**Work required:**
Quote, without any change, the line that contains "For the test set, locate each instance of the boat canopy" and all lines that follow it to the end of the data below.
━━━ Items ━━━
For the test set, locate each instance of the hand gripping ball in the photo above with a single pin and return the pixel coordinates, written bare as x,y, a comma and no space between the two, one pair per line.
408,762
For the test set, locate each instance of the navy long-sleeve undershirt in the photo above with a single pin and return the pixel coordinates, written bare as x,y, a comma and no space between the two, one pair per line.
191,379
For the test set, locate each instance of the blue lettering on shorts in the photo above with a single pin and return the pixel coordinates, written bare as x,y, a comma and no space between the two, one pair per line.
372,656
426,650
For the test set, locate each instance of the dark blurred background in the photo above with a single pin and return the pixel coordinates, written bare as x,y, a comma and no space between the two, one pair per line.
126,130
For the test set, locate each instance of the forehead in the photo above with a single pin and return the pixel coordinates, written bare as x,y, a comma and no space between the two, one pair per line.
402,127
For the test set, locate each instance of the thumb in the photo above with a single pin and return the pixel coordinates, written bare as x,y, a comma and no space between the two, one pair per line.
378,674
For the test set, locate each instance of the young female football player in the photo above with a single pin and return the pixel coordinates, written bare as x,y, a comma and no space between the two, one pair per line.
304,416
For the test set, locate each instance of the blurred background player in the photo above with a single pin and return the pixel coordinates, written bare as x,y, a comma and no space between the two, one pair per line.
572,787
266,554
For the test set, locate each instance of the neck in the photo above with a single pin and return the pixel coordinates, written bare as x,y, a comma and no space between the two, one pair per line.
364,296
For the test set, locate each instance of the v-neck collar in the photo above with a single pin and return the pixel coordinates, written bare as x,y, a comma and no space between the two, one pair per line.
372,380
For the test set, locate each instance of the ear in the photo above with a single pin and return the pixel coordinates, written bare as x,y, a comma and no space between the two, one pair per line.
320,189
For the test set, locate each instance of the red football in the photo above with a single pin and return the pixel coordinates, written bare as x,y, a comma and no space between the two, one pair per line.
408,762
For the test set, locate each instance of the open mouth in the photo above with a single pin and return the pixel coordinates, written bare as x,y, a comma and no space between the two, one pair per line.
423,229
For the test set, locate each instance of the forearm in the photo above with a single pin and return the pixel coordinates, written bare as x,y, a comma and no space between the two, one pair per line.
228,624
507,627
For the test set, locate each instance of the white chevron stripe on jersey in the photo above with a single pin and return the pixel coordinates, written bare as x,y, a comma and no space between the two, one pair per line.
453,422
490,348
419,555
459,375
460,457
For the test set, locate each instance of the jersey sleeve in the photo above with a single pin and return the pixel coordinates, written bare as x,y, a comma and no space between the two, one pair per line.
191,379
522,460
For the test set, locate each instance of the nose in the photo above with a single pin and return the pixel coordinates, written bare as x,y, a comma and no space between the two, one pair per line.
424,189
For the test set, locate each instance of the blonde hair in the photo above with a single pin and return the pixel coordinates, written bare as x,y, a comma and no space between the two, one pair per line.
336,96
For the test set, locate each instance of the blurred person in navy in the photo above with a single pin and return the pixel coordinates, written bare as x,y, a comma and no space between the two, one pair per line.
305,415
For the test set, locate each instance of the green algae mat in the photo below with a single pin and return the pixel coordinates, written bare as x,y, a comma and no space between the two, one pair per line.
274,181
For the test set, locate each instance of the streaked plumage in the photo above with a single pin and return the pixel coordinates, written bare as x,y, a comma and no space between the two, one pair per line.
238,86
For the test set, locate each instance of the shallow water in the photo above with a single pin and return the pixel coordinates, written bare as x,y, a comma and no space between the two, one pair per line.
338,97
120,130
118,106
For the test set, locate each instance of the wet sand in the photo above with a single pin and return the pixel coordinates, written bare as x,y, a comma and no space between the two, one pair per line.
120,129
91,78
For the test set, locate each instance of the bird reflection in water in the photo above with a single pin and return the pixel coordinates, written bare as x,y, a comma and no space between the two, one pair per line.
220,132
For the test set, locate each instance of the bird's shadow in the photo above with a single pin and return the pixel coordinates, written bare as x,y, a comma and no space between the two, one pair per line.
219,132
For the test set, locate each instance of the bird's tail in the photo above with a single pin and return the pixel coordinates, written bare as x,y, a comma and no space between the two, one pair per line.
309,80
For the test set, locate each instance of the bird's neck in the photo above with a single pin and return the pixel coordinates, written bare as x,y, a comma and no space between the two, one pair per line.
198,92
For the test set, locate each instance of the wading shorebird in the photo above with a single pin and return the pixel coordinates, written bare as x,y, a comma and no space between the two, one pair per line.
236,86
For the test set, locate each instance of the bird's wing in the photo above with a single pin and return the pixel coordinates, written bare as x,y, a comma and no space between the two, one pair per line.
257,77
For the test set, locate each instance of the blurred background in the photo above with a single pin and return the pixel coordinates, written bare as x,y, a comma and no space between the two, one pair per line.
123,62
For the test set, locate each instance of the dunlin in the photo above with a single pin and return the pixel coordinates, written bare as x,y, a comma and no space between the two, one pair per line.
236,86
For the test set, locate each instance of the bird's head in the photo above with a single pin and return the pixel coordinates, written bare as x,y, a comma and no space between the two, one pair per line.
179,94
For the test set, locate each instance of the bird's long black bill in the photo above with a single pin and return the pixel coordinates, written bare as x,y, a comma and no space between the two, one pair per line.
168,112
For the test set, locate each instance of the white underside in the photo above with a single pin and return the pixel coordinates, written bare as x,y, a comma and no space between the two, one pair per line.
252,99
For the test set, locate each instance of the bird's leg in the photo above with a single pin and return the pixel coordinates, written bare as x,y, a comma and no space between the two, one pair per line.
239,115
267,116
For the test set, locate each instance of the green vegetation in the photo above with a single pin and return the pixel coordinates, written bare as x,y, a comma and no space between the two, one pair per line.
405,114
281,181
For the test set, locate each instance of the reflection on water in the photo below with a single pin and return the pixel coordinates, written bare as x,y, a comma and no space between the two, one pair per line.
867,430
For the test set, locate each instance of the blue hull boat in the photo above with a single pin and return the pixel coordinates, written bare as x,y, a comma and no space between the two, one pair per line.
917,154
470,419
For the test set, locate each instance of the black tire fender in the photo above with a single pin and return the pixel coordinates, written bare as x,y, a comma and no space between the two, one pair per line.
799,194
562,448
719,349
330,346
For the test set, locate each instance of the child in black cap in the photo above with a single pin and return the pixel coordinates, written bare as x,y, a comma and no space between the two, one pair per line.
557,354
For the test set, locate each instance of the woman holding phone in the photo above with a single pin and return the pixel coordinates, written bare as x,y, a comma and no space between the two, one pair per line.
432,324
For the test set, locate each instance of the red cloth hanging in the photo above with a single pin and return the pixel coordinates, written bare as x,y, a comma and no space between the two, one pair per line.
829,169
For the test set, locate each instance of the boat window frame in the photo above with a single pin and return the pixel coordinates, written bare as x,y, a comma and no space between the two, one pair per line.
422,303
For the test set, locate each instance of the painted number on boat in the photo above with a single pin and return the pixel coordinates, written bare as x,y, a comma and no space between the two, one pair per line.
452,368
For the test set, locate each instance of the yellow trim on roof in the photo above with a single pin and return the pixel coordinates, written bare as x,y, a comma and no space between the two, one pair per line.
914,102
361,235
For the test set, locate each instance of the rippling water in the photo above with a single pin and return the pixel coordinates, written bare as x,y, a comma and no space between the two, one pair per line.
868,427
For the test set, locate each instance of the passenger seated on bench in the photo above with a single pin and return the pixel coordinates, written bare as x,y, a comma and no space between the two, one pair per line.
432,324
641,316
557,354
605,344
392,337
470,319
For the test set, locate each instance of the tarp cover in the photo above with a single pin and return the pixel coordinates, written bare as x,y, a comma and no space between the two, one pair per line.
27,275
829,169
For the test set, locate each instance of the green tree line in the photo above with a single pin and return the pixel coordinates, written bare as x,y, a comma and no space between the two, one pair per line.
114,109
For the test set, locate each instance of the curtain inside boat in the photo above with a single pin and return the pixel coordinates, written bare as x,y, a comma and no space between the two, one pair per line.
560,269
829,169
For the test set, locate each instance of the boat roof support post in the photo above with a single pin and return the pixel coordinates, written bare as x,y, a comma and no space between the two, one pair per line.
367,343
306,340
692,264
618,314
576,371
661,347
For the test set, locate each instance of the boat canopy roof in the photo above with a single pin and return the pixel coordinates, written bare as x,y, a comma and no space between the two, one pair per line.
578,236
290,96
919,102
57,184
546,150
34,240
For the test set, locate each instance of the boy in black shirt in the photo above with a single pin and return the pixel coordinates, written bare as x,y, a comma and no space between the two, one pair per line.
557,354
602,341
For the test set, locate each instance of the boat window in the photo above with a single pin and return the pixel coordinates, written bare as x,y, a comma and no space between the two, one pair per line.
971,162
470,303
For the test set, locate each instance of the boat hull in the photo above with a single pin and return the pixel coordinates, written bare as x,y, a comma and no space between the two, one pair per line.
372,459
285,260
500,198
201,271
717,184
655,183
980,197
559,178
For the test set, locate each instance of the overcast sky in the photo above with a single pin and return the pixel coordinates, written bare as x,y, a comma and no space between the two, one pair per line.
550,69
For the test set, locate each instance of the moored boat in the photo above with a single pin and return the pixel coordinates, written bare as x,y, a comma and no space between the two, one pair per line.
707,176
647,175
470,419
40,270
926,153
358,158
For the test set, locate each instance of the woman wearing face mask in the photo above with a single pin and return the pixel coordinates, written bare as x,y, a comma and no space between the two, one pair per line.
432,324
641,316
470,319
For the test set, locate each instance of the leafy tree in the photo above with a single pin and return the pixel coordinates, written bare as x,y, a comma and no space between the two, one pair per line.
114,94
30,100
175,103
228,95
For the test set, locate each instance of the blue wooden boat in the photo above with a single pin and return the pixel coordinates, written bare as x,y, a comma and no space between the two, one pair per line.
━━━
**Result of the exercise:**
For the test set, locate each instance of the boat canopy roof in the photo above with a single pin and return the pixel coordinates, written bare as x,y, a comma and no space between the two, one pair per line.
578,236
290,96
919,102
57,184
546,150
34,240
For the test set, locate each instance of the boy in black shirt in the photo above with a single pin and return the pixel coordinates, written bare as x,y, a comma and no space between the two, one pair per line.
557,354
602,341
For the test set, locate each instance of the boat window in the photo above with a single pin and return the pixel coordinates, written bare as x,y, a comma and no space between the two, one pair per line.
971,162
470,303
For the test set, locate each instance of the boat hull in the photo above with a single pin and return the pixel coordinates, written bare as x,y, a comma and no space between the two, one pair per line.
372,459
285,260
500,198
201,271
717,184
655,183
980,197
559,178
For the test set, locate each instance of the overcast sky in the photo above with a single pin and return the pixel coordinates, written bare as x,y, a comma and no space between the two, one pair per line.
550,69
For the test set, locate each instance of the moored boat in the photo above with a single pin and return the pixel coordinates, written bare as x,y, a comma and no space between the two, one pair per line.
707,176
647,175
470,419
40,270
926,153
358,158
For the test set, locate each instance of the woman wearing face mask in the photo above with a single pin and return the pixel coordinates, written bare as x,y, a comma and no space between the two, one pair per line.
432,324
641,316
470,319
For the test set, locate each instance of the leafy tree in the photo above with a single pin and return the pixel coordinates, written bare as x,y, a comma and no space between the two, one pair per line.
114,94
30,100
175,103
228,95
For the test set, locate each instance of the blue wooden boat in the photo above with a single pin and return the pixel coordinates, written bare as x,y, a comma and no space between the two, one pair per line.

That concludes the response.